__PROBLEM REQUIREMENTS__: Rewrite every one of the entries below, putting "dot" wherever "marker" appears and leaving the rest untouched.
--- START OF DATA ENTRIES ---
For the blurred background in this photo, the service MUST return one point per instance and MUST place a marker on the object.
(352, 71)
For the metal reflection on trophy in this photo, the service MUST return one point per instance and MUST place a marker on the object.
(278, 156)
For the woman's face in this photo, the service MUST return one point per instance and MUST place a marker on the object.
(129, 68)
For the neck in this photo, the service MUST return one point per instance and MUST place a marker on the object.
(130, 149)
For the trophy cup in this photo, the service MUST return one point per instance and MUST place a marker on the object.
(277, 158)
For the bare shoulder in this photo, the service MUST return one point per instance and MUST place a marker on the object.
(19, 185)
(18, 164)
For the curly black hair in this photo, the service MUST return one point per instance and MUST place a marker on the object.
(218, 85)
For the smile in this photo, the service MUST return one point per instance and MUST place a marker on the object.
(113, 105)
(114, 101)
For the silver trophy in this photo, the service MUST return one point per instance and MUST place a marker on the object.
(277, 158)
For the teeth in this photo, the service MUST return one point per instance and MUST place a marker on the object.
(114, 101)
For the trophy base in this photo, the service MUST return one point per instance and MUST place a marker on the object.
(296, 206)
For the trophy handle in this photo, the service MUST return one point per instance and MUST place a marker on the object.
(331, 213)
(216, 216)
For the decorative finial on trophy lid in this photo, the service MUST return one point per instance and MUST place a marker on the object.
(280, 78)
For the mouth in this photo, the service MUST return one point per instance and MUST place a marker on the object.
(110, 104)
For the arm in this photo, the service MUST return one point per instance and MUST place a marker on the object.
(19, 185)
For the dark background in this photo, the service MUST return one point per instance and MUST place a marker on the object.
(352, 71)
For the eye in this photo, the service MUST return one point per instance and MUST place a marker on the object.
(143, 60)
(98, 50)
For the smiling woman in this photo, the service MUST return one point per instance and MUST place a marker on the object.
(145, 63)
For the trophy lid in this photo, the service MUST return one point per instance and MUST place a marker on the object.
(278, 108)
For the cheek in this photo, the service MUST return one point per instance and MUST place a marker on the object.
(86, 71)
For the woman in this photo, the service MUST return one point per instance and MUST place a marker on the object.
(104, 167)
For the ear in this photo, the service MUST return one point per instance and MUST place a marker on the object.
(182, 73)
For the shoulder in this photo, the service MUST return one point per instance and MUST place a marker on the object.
--- END OF DATA ENTRIES ---
__THE SOLUTION__:
For the blurred background in this photo, the service MUST return one point per instance and MUST place a dot on the object.
(352, 71)
For the metal reflection on trophy in this photo, the service MUST return one point per instance and MUST place a dot on the object.
(278, 156)
For the woman's face in this photo, the service MUST return one point per instance and MUST place a dot on the object.
(129, 68)
For the neck in this photo, the service MUST return one point per instance and MUST place a dot on the object.
(130, 149)
For the trophy cup in this photo, the service MUST return one point per instance and MUST place a dot on the object.
(277, 158)
For the bare shoulder in this photo, the service MUST return one point per instance and MUST place a dot on the object.
(19, 185)
(18, 164)
For the curly black hair in this photo, the service MUST return one point per instance and MUST place a dot on the object.
(218, 85)
For the smile in this photo, the service MUST return one point per instance and MUST place a dot on the object.
(113, 105)
(114, 101)
For the silver trophy in this photo, the service MUST return one point per instance and MUST place a dot on the object.
(277, 158)
For the teeth in this photo, the service MUST return one point per instance and MUST place a dot on the object.
(114, 101)
For the trophy base in this photo, the service MUST return one point per instance and MUST place a dot on the object.
(296, 206)
For the trophy handle in this photo, the service MUST return one point per instance and MUST place a dot on the object.
(331, 213)
(216, 216)
For the decorative finial on trophy lid in this photo, the service MUST return one point per instance and MUST place a dot on the object.
(280, 78)
For the mouth in this photo, the service MUST return one point per instance and MUST place a dot on the object.
(110, 104)
For the arm in this photo, the service MUST return one point per instance and MUST place a dot on the object.
(19, 185)
For the dark background in this photo, the service MUST return one point per instance and MUST place a dot on the object.
(352, 71)
For the eye in this photo, the service MUST return one point per instance and MUST place a dot on the object.
(143, 60)
(98, 50)
For the smiling woman in this photo, the service MUST return one point per instance and MUST place a dot on the object.
(145, 63)
For the trophy lid in this photo, the service MUST return one point per instance and MUST place a dot on the object.
(278, 108)
For the cheek in this photo, the service MUST return one point per instance and MUST place a dot on the object.
(86, 71)
For the woman in this photo, the service MUST return one point per instance and MUST place a dot on the object.
(104, 167)
For the ear in this photo, the service MUST return one point per instance and MUST place a dot on the object.
(182, 73)
For the shoulder in this photo, the service MUST return one point per instance and MUST place a dot on the object.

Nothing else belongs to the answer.